**WORK TO DO**
From the line with "Question. Spot each instance of the blurred" through the final line, transcribe the material below character for character; include no other lines.

——————

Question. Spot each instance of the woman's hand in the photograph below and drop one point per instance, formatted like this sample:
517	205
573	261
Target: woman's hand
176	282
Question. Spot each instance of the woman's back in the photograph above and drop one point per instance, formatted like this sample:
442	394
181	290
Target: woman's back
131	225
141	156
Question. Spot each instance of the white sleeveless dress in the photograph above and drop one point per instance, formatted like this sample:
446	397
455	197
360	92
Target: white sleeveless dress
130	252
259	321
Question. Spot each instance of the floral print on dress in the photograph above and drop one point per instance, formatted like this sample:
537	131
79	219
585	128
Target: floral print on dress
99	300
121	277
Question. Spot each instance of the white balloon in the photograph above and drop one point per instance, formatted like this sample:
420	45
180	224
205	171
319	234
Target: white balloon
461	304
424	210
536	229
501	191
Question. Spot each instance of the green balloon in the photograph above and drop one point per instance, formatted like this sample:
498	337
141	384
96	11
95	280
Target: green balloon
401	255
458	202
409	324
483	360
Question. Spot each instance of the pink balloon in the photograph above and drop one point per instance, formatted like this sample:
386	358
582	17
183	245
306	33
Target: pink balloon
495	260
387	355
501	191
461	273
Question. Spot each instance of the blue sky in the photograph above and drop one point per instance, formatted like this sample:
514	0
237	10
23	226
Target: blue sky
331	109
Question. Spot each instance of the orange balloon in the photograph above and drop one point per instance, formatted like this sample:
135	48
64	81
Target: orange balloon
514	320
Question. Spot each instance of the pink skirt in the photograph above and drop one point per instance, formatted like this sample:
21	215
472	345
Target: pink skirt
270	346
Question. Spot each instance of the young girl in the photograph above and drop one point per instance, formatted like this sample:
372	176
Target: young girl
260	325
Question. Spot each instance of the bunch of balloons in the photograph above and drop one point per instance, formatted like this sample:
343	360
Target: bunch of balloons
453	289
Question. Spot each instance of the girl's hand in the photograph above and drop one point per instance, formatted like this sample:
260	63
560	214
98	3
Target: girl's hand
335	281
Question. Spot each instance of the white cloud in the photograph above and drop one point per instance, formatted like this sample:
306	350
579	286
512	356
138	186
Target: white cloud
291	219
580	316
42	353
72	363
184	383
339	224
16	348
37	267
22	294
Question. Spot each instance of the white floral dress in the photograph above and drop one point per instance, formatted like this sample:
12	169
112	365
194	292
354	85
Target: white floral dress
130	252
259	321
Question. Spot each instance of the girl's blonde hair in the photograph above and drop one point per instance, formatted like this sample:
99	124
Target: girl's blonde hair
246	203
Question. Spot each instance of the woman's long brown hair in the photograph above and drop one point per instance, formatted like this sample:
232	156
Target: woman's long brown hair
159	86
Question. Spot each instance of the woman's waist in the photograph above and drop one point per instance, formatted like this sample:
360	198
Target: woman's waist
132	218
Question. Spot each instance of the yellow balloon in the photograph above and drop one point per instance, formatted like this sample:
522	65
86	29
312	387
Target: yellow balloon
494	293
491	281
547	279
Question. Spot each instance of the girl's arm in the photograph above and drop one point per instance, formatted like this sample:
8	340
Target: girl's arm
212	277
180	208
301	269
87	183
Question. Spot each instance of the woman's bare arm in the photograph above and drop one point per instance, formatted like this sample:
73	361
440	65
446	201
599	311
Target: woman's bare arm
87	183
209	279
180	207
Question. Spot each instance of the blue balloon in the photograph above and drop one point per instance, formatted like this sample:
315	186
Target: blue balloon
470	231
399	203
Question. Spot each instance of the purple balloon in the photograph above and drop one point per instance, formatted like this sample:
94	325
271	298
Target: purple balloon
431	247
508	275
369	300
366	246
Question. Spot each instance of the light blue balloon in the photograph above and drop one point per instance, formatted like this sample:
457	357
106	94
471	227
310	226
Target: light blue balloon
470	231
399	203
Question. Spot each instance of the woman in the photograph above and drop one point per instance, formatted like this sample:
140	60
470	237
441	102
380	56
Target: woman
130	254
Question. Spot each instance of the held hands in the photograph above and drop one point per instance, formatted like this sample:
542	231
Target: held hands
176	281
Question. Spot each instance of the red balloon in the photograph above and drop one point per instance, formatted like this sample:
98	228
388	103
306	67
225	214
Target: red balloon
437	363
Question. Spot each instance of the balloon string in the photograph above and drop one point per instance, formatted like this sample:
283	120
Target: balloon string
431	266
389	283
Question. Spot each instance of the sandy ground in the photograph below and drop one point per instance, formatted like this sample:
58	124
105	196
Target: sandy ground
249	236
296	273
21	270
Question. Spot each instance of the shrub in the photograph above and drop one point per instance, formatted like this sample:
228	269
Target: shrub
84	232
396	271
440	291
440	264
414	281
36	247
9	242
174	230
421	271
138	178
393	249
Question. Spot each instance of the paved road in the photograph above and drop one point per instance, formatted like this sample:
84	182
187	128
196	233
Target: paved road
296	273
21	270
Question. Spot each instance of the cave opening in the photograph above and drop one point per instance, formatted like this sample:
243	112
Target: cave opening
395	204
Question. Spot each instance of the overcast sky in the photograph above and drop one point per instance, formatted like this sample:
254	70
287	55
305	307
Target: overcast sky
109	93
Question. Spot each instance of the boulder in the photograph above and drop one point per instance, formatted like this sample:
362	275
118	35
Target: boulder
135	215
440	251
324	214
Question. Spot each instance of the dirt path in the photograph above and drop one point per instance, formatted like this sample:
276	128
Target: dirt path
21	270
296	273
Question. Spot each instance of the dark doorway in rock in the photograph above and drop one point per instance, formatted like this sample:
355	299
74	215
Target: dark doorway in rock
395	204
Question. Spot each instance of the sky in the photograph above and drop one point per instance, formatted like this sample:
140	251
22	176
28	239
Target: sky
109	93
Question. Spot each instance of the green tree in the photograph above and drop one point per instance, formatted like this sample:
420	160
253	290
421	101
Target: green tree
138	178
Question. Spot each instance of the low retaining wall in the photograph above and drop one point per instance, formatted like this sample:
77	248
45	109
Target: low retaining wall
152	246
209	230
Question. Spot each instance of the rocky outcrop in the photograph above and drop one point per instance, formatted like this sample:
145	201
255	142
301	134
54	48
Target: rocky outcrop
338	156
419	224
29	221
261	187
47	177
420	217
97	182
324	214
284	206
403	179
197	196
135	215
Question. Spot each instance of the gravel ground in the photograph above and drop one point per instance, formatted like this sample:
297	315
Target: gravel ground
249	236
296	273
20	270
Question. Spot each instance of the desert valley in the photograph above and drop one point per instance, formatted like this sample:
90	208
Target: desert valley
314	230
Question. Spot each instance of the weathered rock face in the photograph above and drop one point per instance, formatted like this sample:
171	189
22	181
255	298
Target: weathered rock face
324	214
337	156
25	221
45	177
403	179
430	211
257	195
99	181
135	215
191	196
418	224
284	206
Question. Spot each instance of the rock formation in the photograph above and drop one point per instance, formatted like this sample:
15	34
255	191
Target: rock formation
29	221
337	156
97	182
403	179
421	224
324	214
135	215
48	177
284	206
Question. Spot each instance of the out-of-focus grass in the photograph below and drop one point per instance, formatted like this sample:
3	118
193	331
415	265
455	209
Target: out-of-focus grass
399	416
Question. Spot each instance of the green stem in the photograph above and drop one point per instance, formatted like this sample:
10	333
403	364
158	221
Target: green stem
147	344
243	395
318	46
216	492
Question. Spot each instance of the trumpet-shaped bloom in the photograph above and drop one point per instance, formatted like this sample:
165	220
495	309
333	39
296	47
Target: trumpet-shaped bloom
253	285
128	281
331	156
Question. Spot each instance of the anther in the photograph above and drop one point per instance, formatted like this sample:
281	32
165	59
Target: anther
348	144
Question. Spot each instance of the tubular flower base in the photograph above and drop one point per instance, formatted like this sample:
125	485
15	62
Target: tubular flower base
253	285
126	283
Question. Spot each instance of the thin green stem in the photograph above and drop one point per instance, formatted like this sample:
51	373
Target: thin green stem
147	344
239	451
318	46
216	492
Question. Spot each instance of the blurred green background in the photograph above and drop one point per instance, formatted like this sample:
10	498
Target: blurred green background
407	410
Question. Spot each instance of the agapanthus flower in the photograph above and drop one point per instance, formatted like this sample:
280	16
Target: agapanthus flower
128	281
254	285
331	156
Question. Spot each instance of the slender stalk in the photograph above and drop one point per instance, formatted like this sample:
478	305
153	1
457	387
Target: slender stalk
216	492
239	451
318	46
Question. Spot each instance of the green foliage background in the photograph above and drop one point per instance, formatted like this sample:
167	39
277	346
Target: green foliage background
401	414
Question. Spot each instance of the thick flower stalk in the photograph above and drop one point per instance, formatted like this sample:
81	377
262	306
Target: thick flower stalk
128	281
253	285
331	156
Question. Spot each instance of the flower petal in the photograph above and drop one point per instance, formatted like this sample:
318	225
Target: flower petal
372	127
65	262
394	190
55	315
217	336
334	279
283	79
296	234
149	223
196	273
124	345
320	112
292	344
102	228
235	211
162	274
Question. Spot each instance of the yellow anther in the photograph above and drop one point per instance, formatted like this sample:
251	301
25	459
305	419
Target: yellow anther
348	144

——————

**ANSWER TO THIS TASK**
Question. Spot each instance of the blurred green background in the photograph above and drop one point per instance, formatted like this sample:
10	498
Target: blurred green background
407	410
Question. Spot each instance of the agapanthus flower in the photograph above and drop one point per instance, formatted like this sample:
280	16
Target: agapanthus flower
128	281
254	285
331	156
Question. Spot each instance of the slender stalk in the photograph above and drop one point per instance, formatted like this sample:
478	305
153	1
457	387
Target: slender stalk
216	492
239	451
318	46
Question. Spot each instance of the green foliage background in the photograph above and drop one point per instance, formatted like this sample:
167	39
277	346
Target: green foliage background
401	414
Question. Spot each instance of the thick flower stalk in the photograph above and drop one point per instance, formatted like this sample:
81	377
262	306
Target: thick flower stalk
128	281
253	285
331	156
Question. Spot each instance of the flower petal in the photograph above and drop one point per instance, formatted like this sample:
318	225
Target: flower petal
372	127
65	262
394	190
55	315
217	336
334	279
283	79
296	234
149	223
196	273
124	345
320	112
292	344
102	228
235	211
162	274
Question. Spot each instance of the yellow anther in the photograph above and drop one point per instance, formatted like this sample:
251	301
25	459
305	419
Target: yellow anther
348	144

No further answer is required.